* TASK INPUT *
------------------------------

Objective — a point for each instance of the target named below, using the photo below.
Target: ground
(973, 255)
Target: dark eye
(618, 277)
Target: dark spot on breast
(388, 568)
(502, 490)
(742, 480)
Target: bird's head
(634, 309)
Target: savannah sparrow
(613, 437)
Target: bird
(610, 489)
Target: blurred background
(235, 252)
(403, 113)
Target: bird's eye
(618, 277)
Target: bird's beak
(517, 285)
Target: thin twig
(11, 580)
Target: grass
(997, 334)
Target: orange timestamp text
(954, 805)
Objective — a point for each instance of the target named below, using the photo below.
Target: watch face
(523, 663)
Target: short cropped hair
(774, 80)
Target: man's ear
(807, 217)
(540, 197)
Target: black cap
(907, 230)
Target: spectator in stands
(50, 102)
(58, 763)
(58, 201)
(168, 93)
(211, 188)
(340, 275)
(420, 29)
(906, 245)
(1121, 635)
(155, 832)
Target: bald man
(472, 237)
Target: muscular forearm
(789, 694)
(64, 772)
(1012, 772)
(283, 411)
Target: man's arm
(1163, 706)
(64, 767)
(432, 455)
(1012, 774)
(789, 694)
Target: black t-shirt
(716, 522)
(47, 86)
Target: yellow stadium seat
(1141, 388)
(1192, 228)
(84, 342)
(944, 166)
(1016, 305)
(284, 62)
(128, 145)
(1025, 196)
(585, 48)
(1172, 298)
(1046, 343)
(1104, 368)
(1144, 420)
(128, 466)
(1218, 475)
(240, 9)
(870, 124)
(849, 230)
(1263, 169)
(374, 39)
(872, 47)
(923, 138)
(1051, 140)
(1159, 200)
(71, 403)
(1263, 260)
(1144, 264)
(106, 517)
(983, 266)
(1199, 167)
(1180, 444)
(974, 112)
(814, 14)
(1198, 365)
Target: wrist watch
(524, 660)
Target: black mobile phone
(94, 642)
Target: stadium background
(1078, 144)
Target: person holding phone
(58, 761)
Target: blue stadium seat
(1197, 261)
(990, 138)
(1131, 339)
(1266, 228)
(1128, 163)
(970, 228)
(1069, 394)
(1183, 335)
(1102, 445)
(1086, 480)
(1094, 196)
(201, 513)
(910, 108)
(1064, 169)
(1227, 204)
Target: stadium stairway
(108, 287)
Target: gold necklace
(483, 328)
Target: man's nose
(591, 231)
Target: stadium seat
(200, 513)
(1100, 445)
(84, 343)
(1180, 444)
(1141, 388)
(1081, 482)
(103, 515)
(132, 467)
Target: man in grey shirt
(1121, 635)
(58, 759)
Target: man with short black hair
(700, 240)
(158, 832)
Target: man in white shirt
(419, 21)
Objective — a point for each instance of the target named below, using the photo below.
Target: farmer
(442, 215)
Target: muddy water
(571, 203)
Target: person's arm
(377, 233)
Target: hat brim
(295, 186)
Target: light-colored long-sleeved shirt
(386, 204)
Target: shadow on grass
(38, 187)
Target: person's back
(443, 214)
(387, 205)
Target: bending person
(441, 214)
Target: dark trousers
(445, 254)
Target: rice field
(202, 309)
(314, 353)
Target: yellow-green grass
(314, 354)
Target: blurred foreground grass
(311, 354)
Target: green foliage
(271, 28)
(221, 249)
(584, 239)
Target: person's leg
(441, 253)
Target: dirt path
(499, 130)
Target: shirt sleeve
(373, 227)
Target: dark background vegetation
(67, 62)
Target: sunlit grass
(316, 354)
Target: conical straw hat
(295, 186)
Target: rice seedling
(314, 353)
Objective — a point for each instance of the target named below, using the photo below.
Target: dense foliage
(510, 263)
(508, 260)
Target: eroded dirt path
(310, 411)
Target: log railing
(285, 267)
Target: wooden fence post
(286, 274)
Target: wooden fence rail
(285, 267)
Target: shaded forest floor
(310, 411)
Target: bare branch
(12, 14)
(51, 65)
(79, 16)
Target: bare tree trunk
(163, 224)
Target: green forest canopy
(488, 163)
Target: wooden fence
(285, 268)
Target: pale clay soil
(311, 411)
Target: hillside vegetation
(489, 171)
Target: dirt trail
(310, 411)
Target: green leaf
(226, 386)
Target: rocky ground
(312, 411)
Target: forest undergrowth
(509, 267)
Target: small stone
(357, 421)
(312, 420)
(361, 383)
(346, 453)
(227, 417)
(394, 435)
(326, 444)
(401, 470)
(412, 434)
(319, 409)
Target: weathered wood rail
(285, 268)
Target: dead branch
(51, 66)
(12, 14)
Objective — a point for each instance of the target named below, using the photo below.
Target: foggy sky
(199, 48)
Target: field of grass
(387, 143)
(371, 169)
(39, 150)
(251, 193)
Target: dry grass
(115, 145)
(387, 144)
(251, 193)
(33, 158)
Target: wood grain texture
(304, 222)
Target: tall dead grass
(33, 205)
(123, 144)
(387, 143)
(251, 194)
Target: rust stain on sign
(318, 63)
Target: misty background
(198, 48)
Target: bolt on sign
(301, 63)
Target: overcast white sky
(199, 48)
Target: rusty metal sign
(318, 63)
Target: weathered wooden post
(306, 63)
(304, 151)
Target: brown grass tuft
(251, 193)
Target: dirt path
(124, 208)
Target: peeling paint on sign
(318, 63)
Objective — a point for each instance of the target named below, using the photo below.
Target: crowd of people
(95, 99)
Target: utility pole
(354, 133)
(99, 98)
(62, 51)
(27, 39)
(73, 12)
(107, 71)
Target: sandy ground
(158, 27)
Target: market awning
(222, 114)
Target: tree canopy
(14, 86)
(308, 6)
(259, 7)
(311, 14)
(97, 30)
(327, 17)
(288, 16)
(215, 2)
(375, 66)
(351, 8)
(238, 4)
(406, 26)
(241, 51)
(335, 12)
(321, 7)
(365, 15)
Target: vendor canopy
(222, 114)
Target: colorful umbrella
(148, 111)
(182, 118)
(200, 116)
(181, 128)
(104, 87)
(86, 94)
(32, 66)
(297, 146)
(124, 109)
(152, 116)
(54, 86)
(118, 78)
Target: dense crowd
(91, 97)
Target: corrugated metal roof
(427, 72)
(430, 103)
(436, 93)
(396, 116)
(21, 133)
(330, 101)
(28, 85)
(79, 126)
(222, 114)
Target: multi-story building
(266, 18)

------------------------------

* WHAT TO PRODUCE *
Would you print each line of the material exactly?

* ANSWER SPACE *
Objective — a point for each instance of the target named below, using the photo below.
Target: ground
(973, 255)
Target: dark eye
(618, 277)
Target: dark spot on breast
(388, 568)
(502, 490)
(742, 480)
Target: bird's head
(634, 309)
Target: savannah sparrow
(613, 437)
Target: bird
(610, 489)
Target: blurred background
(235, 252)
(403, 113)
Target: bird's eye
(618, 277)
Target: bird's beak
(517, 285)
Target: thin twig
(11, 580)
Target: grass
(997, 334)
Target: orange timestamp text
(954, 805)
Objective — a point for each instance of the target named below, using the photo below.
Target: watch face
(523, 663)
Target: short cropped hair
(774, 80)
Target: man's ear
(807, 217)
(540, 197)
Target: black cap
(907, 230)
Target: spectator in stands
(50, 102)
(58, 763)
(58, 201)
(168, 93)
(211, 188)
(340, 275)
(420, 29)
(906, 245)
(1121, 635)
(155, 832)
Target: bald man
(472, 237)
Target: muscular forearm
(789, 694)
(64, 772)
(1012, 772)
(283, 411)
Target: man's arm
(1163, 706)
(64, 767)
(432, 455)
(1012, 774)
(789, 694)
Target: black t-shirt
(716, 522)
(47, 86)
Target: yellow stadium seat
(1141, 388)
(1192, 228)
(84, 342)
(944, 166)
(1016, 305)
(284, 62)
(128, 145)
(1025, 196)
(585, 48)
(1172, 298)
(1046, 343)
(1104, 368)
(1144, 420)
(128, 466)
(1218, 475)
(240, 9)
(870, 124)
(849, 230)
(1263, 169)
(374, 39)
(872, 47)
(923, 138)
(1051, 140)
(1159, 200)
(71, 403)
(1263, 260)
(1144, 264)
(106, 517)
(983, 266)
(1199, 167)
(1180, 444)
(974, 112)
(814, 14)
(1198, 365)
Target: wrist watch
(524, 660)
Target: black mobile phone
(94, 642)
Target: stadium background
(1078, 144)
Target: person holding phone
(58, 761)
Target: blue stadium seat
(1197, 261)
(990, 138)
(1131, 339)
(1266, 228)
(1128, 163)
(970, 228)
(1069, 394)
(1183, 335)
(1102, 445)
(1086, 480)
(1094, 196)
(201, 513)
(910, 108)
(1064, 169)
(1227, 204)
Target: stadium stairway
(108, 287)
Target: gold necklace
(483, 328)
Target: man's nose
(591, 231)
Target: stadium seat
(200, 513)
(1100, 445)
(84, 343)
(1180, 444)
(1141, 388)
(1081, 482)
(103, 515)
(132, 467)
Target: man in grey shirt
(1121, 635)
(58, 759)
Target: man with short black hair
(700, 240)
(158, 832)
Target: man in white shirt
(419, 21)
Objective — a point for each instance of the target named below, using the photo below.
Target: farmer
(442, 215)
Target: muddy water
(571, 203)
Target: person's arm
(377, 233)
Target: hat brim
(295, 186)
Target: light-colored long-sleeved shirt
(386, 204)
Target: shadow on grass
(38, 187)
Target: person's back
(443, 214)
(387, 205)
Target: bending person
(441, 214)
Target: dark trousers
(445, 254)
Target: rice field
(202, 309)
(314, 353)
Target: yellow-green grass
(314, 354)
Target: blurred foreground grass
(311, 354)
Target: green foliage
(271, 28)
(221, 249)
(584, 239)
Target: person's leg
(441, 253)
Target: dirt path
(499, 130)
Target: shirt sleeve
(373, 227)
Target: dark background vegetation
(67, 62)
Target: sunlit grass
(316, 354)
Target: conical straw hat
(295, 186)
Target: rice seedling
(314, 353)
Objective — a point for each instance of the target named below, using the photo below.
Target: dense foliage
(510, 263)
(508, 260)
Target: eroded dirt path
(310, 411)
Target: log railing
(285, 267)
Target: wooden fence post
(286, 274)
Target: wooden fence rail
(285, 267)
Target: shaded forest floor
(310, 411)
Target: bare branch
(12, 14)
(51, 65)
(79, 16)
Target: bare tree trunk
(163, 224)
Target: green forest canopy
(488, 163)
Target: wooden fence
(285, 268)
Target: pale clay soil
(311, 411)
Target: hillside vegetation
(489, 171)
Target: dirt trail
(310, 411)
Target: green leaf
(226, 386)
Target: rocky ground
(312, 411)
Target: forest undergrowth
(509, 267)
Target: small stone
(357, 421)
(312, 420)
(361, 383)
(346, 453)
(227, 417)
(394, 435)
(326, 444)
(401, 470)
(412, 434)
(319, 409)
Target: weathered wood rail
(285, 268)
Target: dead branch
(51, 66)
(12, 14)
Objective — a point for each instance of the target named below, using the photo below.
Target: foggy sky
(199, 48)
Target: field of grass
(387, 143)
(371, 169)
(39, 150)
(251, 193)
Target: dry grass
(115, 145)
(387, 144)
(251, 193)
(33, 158)
Target: wood grain texture
(304, 222)
Target: tall dead grass
(33, 205)
(123, 144)
(387, 143)
(251, 194)
Target: rust stain on sign
(318, 63)
Target: misty background
(198, 48)
Target: bolt on sign
(301, 63)
Target: overcast white sky
(199, 48)
Target: rusty metal sign
(318, 63)
Target: weathered wooden post
(306, 63)
(304, 151)
Target: brown grass tuft
(251, 193)
Target: dirt path
(124, 208)
Target: peeling paint on sign
(318, 63)
Objective — a point for each instance of the target named below, using the photo below.
Target: crowd of people
(95, 99)
Target: utility pole
(354, 133)
(99, 98)
(62, 51)
(27, 39)
(73, 12)
(107, 71)
Target: sandy ground
(158, 27)
Target: market awning
(222, 114)
Target: tree canopy
(14, 86)
(308, 6)
(259, 7)
(311, 14)
(97, 30)
(327, 17)
(288, 16)
(215, 2)
(375, 66)
(351, 8)
(238, 4)
(406, 26)
(241, 51)
(335, 12)
(321, 7)
(365, 15)
Target: vendor canopy
(222, 114)
Target: colorful umbrella
(148, 111)
(182, 118)
(200, 116)
(181, 128)
(104, 87)
(86, 94)
(32, 66)
(297, 146)
(124, 109)
(152, 116)
(54, 86)
(118, 78)
Target: dense crowd
(91, 97)
Target: corrugated metal roof
(427, 72)
(430, 103)
(436, 93)
(396, 116)
(21, 133)
(330, 101)
(28, 85)
(79, 126)
(222, 114)
Target: multi-story building
(266, 18)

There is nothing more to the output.